— START OF Entries shown —
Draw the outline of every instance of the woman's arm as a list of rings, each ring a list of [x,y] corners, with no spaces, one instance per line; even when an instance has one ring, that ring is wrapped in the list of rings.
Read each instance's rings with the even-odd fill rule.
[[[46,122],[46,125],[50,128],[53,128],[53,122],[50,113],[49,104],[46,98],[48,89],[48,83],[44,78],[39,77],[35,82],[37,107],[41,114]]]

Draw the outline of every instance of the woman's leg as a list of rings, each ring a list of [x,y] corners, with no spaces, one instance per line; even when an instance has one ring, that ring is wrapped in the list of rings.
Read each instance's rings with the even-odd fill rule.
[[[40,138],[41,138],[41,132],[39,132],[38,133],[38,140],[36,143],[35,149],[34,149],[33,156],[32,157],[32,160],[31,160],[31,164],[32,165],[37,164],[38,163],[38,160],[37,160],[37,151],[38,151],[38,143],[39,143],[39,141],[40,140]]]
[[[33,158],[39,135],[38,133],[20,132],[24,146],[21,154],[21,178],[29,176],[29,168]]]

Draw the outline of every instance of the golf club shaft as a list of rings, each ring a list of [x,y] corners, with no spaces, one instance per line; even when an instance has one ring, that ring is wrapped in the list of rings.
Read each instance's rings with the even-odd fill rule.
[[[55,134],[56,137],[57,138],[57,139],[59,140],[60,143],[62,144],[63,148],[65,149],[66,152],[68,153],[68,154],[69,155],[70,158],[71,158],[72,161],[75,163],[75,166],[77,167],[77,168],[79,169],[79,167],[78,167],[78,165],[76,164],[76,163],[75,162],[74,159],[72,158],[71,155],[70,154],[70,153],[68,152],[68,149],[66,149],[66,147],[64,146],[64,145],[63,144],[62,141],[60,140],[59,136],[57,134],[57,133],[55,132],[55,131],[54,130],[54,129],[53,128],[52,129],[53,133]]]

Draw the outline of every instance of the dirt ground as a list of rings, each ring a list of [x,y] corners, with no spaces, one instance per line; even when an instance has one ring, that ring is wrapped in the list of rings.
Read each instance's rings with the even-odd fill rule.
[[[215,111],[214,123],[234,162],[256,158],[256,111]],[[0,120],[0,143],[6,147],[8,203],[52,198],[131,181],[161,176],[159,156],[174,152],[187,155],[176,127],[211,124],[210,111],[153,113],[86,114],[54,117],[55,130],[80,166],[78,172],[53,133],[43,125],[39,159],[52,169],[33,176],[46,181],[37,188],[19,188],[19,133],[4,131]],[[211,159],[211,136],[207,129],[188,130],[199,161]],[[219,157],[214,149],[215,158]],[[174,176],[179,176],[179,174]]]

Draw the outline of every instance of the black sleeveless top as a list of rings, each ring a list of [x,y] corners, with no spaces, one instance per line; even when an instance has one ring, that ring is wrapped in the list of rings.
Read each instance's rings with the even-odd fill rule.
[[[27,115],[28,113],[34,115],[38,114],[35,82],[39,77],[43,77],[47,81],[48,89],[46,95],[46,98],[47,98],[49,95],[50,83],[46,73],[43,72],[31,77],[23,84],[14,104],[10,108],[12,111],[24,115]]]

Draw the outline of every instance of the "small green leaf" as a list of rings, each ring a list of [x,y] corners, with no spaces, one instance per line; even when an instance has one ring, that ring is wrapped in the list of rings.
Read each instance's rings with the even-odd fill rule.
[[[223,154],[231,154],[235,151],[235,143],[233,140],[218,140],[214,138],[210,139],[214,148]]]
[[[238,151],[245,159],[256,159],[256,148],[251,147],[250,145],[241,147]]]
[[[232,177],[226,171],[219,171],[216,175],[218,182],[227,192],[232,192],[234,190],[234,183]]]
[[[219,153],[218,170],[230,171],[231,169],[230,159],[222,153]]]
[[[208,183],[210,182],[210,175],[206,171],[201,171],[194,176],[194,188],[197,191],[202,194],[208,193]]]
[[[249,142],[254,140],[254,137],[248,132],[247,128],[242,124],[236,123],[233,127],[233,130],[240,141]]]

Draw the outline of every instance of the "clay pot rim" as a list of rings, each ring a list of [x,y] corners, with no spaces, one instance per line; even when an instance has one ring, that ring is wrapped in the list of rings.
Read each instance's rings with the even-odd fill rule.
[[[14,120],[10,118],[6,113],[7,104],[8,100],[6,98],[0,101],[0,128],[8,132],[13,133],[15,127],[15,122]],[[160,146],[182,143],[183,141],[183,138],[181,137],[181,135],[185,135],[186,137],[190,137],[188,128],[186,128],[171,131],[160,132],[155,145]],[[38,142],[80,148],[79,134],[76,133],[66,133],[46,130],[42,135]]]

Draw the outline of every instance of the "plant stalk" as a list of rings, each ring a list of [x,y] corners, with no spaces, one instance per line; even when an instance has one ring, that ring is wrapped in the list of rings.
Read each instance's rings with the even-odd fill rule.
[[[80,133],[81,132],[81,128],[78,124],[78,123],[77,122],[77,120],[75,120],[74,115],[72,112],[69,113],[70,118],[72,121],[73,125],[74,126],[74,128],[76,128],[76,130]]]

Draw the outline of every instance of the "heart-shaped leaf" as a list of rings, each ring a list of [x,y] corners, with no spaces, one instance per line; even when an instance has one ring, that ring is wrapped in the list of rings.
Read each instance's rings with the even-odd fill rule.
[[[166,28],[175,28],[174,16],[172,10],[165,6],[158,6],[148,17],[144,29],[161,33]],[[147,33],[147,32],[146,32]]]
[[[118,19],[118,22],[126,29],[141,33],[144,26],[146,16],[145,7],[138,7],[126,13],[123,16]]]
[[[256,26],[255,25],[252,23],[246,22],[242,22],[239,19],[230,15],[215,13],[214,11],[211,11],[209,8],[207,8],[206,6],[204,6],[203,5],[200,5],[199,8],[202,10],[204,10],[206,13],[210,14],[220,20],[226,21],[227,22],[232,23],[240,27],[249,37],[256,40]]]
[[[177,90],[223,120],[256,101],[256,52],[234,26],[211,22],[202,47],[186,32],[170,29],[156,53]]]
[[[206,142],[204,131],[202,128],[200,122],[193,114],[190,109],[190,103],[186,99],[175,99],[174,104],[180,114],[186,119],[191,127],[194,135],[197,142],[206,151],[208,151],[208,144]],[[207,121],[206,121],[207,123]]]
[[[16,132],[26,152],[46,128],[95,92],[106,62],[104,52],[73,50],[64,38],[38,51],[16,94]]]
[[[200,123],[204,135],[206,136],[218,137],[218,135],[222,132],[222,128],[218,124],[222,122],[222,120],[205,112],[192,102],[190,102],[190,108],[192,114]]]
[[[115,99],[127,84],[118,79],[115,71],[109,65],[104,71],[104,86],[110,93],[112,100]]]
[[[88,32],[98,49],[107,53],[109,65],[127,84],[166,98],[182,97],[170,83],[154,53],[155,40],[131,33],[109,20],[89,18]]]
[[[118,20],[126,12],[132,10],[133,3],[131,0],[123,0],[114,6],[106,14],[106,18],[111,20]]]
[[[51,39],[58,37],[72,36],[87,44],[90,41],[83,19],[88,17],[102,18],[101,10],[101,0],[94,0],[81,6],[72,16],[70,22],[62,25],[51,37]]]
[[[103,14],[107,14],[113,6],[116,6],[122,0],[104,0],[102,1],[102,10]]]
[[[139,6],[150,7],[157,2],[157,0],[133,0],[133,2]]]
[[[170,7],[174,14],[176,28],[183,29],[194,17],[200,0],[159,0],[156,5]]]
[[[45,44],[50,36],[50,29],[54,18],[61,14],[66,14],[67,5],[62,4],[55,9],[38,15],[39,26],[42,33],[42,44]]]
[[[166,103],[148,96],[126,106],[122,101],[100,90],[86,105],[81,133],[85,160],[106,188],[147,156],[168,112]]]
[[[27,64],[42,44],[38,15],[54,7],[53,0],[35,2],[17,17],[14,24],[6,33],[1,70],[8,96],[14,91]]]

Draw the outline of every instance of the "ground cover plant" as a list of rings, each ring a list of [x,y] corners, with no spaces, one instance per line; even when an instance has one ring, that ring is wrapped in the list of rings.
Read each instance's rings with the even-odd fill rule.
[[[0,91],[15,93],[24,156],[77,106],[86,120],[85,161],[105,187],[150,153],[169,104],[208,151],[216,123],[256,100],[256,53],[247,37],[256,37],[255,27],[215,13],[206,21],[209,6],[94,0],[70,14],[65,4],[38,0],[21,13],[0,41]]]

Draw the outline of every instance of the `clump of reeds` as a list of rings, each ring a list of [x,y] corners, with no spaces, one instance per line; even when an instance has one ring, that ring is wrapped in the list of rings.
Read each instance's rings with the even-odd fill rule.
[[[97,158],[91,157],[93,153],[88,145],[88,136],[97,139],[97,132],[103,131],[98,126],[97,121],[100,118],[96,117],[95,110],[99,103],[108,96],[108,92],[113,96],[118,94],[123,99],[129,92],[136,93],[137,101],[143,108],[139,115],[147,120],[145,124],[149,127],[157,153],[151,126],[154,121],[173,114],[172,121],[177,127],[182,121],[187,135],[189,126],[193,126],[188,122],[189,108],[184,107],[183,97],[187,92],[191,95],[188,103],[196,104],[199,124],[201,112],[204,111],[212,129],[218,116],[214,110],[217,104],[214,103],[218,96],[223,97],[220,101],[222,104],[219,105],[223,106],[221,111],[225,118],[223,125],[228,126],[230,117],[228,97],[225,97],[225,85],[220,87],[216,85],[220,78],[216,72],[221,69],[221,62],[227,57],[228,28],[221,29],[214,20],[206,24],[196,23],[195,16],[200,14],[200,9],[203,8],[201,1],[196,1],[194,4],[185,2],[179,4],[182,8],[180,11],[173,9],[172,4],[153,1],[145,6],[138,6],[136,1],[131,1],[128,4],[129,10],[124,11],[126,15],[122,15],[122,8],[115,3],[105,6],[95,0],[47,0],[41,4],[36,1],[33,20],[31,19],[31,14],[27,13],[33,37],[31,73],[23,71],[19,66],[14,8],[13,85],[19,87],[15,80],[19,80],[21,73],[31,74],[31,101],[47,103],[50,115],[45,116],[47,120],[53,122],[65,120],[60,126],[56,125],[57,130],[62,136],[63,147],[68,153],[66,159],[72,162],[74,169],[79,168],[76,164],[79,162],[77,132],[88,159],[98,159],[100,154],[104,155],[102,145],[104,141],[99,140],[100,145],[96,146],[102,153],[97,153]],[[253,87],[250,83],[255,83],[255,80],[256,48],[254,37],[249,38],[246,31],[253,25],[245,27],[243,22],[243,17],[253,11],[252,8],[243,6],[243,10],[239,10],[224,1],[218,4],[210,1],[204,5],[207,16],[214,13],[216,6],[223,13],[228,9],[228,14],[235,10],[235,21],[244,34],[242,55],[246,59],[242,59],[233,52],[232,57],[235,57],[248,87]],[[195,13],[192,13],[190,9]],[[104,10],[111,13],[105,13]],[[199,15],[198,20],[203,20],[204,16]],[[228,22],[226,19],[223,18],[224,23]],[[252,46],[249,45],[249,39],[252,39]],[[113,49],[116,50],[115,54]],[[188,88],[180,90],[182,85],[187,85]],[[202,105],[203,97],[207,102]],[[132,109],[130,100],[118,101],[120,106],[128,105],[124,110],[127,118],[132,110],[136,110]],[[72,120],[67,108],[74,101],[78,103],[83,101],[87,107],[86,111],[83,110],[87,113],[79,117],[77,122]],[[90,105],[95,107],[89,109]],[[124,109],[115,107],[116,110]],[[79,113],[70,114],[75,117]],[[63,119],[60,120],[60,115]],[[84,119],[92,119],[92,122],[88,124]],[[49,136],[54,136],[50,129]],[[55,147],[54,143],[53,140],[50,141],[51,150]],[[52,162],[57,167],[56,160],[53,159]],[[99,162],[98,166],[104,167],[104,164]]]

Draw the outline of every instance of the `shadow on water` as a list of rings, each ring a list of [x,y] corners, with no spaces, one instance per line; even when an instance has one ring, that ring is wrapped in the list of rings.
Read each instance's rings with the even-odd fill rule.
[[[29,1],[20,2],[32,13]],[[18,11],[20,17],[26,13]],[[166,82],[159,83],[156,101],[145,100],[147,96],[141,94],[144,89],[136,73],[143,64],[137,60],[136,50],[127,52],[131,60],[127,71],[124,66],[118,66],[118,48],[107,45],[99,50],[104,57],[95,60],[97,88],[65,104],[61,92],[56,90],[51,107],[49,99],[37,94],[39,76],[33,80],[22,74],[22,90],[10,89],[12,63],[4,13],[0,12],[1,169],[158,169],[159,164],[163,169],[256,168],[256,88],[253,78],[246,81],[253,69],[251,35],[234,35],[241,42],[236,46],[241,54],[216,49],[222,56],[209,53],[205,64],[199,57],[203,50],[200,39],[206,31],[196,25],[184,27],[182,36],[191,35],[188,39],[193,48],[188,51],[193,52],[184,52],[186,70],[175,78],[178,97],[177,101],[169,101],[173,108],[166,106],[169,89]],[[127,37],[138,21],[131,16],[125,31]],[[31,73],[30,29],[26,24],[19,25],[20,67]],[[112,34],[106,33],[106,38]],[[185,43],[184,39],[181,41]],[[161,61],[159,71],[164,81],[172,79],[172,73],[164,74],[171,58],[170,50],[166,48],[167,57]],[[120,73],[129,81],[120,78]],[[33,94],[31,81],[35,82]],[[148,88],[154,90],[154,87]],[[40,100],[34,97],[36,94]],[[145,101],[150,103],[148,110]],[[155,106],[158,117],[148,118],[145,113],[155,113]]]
— END OF Entries shown —
— START OF Entries shown —
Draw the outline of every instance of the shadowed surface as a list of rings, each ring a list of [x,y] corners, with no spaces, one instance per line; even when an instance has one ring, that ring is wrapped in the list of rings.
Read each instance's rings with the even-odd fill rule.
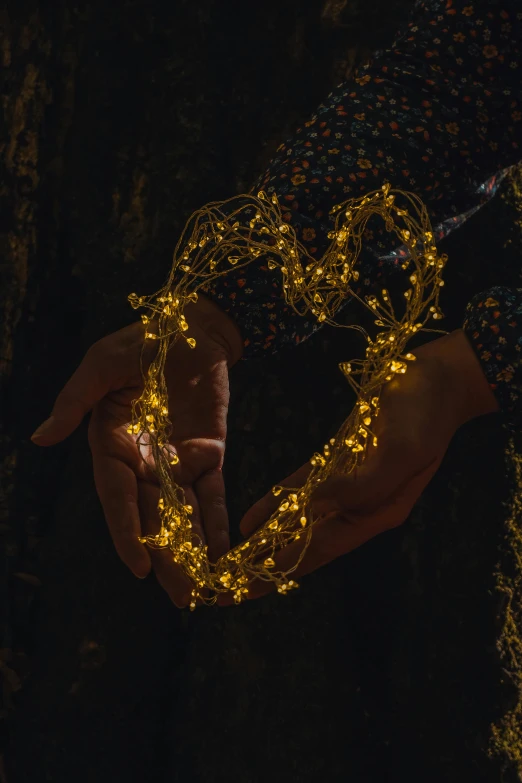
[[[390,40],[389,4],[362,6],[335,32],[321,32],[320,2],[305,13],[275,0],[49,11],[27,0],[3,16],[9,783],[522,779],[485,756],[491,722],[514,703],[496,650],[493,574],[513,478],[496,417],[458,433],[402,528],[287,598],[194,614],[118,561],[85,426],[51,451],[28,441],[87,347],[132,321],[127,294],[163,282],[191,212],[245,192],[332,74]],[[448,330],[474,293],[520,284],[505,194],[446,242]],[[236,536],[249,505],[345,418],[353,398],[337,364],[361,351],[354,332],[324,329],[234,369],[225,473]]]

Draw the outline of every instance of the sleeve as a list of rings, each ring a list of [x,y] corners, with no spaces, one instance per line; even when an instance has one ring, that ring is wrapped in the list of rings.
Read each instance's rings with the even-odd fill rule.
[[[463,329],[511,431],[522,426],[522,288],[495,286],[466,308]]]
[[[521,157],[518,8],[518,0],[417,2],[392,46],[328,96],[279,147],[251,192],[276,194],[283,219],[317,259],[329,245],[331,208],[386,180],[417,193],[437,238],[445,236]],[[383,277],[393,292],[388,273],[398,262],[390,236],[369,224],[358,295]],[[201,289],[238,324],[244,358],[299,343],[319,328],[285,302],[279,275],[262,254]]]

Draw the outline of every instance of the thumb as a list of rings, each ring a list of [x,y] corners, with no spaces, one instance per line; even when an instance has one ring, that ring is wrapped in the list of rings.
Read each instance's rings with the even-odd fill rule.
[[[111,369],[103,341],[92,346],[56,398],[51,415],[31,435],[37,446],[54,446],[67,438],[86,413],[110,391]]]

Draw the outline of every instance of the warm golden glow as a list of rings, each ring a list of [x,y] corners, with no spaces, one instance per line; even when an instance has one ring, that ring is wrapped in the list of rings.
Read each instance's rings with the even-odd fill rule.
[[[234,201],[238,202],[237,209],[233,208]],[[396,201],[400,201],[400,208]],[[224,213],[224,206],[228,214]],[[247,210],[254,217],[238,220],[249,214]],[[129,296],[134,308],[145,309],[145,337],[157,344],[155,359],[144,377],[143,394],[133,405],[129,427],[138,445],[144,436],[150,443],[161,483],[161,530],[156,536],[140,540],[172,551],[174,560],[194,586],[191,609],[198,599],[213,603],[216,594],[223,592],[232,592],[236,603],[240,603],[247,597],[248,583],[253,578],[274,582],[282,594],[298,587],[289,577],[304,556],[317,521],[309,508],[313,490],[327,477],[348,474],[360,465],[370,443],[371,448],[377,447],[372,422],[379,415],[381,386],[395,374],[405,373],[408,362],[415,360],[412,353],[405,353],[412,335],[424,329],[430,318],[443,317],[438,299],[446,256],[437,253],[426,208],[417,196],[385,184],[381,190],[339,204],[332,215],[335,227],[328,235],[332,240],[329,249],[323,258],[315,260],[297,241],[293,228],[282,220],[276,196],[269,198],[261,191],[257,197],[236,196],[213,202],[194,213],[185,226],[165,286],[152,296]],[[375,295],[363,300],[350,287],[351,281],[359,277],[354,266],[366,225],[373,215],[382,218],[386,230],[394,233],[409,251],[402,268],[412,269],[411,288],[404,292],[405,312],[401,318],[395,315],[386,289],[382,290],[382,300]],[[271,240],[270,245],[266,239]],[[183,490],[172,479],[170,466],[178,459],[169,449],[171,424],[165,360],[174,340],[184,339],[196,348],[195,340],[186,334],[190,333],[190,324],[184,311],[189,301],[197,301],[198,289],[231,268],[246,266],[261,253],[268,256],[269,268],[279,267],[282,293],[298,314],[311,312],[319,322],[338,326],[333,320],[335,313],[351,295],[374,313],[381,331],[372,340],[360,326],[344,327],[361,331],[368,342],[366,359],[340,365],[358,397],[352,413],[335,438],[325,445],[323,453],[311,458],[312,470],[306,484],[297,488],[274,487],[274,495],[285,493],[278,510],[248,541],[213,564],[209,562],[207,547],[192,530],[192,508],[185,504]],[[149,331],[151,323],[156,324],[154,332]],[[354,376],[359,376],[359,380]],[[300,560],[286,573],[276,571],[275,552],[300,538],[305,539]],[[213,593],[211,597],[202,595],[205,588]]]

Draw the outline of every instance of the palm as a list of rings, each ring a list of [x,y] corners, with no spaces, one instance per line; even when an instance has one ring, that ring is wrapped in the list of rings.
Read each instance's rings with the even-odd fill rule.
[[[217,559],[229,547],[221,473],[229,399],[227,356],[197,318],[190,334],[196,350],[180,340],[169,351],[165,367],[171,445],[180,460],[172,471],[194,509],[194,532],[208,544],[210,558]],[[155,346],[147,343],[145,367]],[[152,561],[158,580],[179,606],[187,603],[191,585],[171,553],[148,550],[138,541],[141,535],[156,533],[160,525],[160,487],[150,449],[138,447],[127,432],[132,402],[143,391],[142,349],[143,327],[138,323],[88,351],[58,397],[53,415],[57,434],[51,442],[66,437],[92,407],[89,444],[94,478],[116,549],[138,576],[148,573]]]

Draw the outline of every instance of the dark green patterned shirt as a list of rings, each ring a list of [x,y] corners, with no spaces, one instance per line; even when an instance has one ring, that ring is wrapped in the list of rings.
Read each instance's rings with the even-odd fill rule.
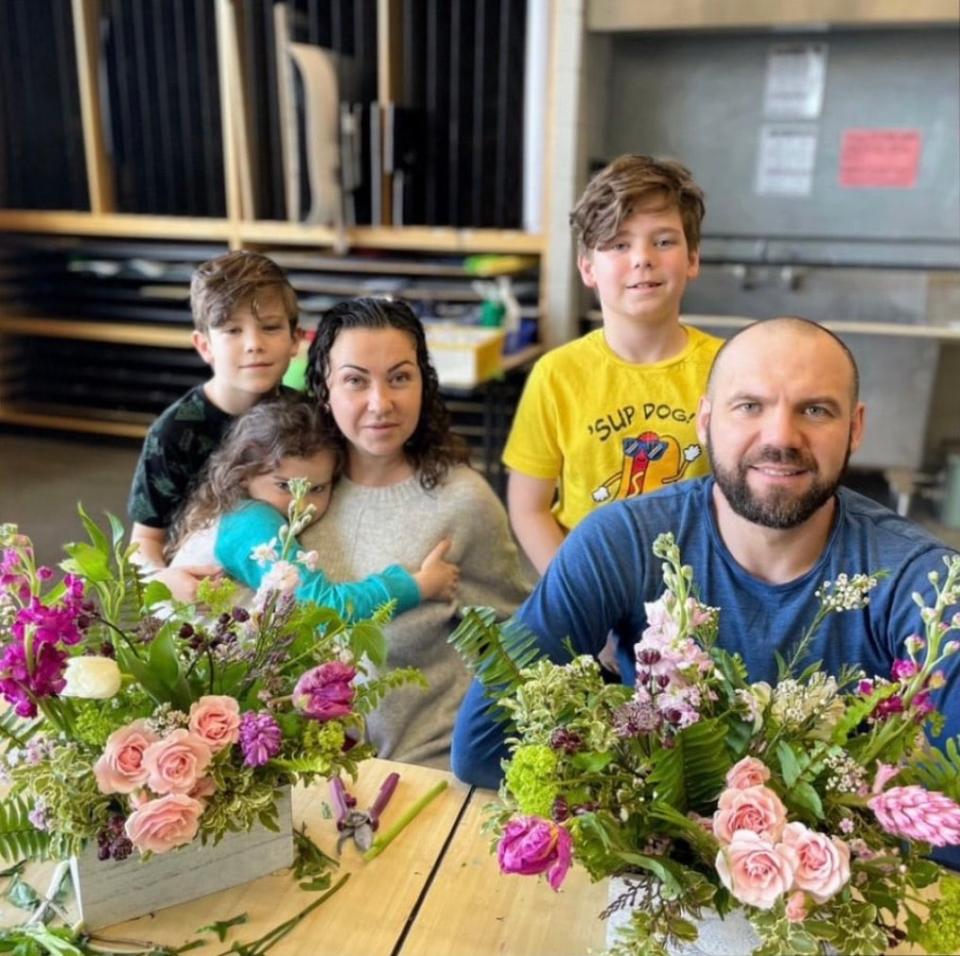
— END OF Entries shown —
Gather every line in the entries above that contains the word "woman".

Draw the outline of every instance of the woman's arm as a list of rings, each ring a list of [x,y] corners, with no spaces, one instance per line; even when an instance has one ring, that ring is wrapped in the list of rings.
Draw the outline of every instance of the woman's leg as a list of rings, each ring a list of [x,y] corners, with no spaces, one instance per line; even when an instance has one ring, that ring is wrapped in the list of rings.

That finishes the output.